Exercise description: Copy the lines from the start of the records below through the line containing "# tag a point on each instance of the large", both included, and leave out the pictures.

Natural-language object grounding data
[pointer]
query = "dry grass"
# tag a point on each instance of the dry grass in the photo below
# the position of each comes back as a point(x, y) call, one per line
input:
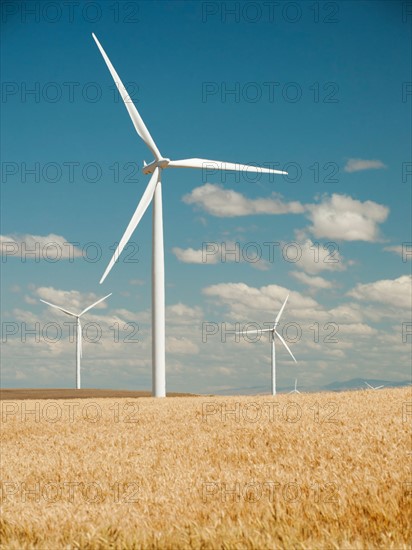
point(187, 475)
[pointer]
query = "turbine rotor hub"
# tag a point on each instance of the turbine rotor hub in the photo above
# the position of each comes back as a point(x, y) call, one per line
point(150, 168)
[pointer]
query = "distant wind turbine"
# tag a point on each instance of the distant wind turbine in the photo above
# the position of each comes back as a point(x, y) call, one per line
point(295, 390)
point(273, 332)
point(153, 192)
point(78, 332)
point(374, 388)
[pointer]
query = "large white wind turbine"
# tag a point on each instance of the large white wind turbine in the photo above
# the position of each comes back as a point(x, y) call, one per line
point(78, 332)
point(273, 332)
point(154, 192)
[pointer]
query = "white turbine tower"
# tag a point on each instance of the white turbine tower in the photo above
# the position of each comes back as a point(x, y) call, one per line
point(295, 390)
point(273, 332)
point(374, 388)
point(78, 332)
point(154, 192)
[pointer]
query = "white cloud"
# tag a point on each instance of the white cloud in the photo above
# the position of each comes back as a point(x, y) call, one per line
point(228, 203)
point(404, 250)
point(136, 282)
point(245, 302)
point(316, 257)
point(393, 292)
point(38, 247)
point(180, 345)
point(344, 218)
point(356, 165)
point(314, 282)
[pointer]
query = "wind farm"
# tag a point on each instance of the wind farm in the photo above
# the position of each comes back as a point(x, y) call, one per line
point(150, 420)
point(272, 333)
point(78, 331)
point(153, 192)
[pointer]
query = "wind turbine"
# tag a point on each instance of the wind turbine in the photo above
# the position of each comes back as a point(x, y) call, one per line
point(153, 192)
point(295, 390)
point(274, 332)
point(78, 332)
point(374, 388)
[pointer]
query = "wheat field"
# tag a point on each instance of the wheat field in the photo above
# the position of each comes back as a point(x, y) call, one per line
point(299, 471)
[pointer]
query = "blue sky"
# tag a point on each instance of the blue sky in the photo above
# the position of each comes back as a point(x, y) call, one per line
point(323, 89)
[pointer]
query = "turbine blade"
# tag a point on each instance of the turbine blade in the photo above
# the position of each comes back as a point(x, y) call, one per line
point(66, 311)
point(137, 216)
point(95, 304)
point(281, 310)
point(285, 344)
point(130, 106)
point(220, 165)
point(254, 331)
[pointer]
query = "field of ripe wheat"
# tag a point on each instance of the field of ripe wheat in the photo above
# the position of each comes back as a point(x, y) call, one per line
point(308, 471)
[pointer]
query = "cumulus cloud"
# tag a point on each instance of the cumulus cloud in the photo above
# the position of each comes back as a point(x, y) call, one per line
point(393, 292)
point(315, 257)
point(344, 218)
point(256, 303)
point(224, 252)
point(314, 282)
point(404, 250)
point(38, 247)
point(220, 202)
point(356, 165)
point(181, 345)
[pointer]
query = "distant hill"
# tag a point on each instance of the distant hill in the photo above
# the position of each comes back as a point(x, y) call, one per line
point(336, 386)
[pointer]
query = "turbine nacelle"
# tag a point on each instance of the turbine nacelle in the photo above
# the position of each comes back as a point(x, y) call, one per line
point(150, 168)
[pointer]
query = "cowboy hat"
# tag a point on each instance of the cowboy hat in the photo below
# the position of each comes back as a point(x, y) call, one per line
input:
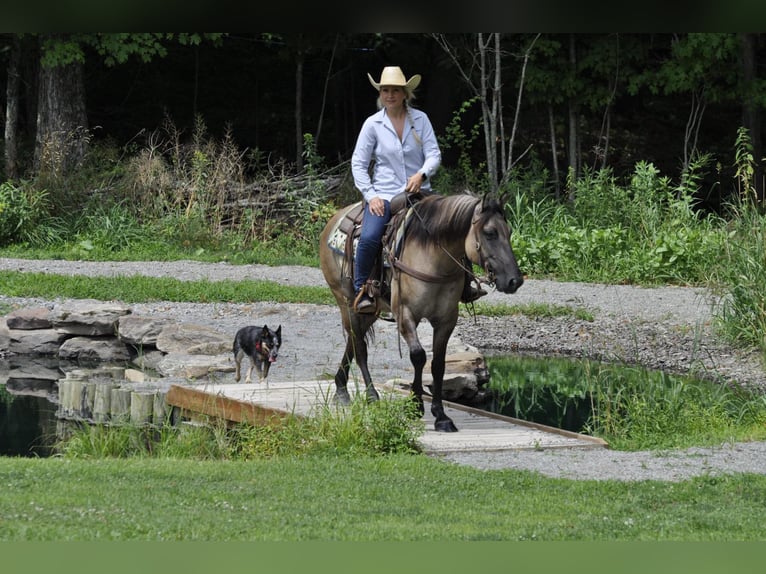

Exercise output:
[pointer]
query = "dry grass"
# tag a point on each instance of the dry grass in the photo below
# the position of each comes back as a point(x, y) call, one per line
input:
point(187, 475)
[pointer]
query = "turbine rotor hub"
# tag a point on each instance of the turbine rotor hub in the photo above
# the position of each comes back as a point(x, y) call, one per line
point(150, 168)
[pointer]
query = "distant wind turbine"
# tag a point on each instance of the distant wind turbine in the photo above
# the position of each comes back as a point(x, y) call, one per line
point(295, 390)
point(273, 332)
point(153, 192)
point(78, 332)
point(374, 388)
[pointer]
query = "large white wind turbine"
# tag a point on each instance of the large white wind turbine in the photo above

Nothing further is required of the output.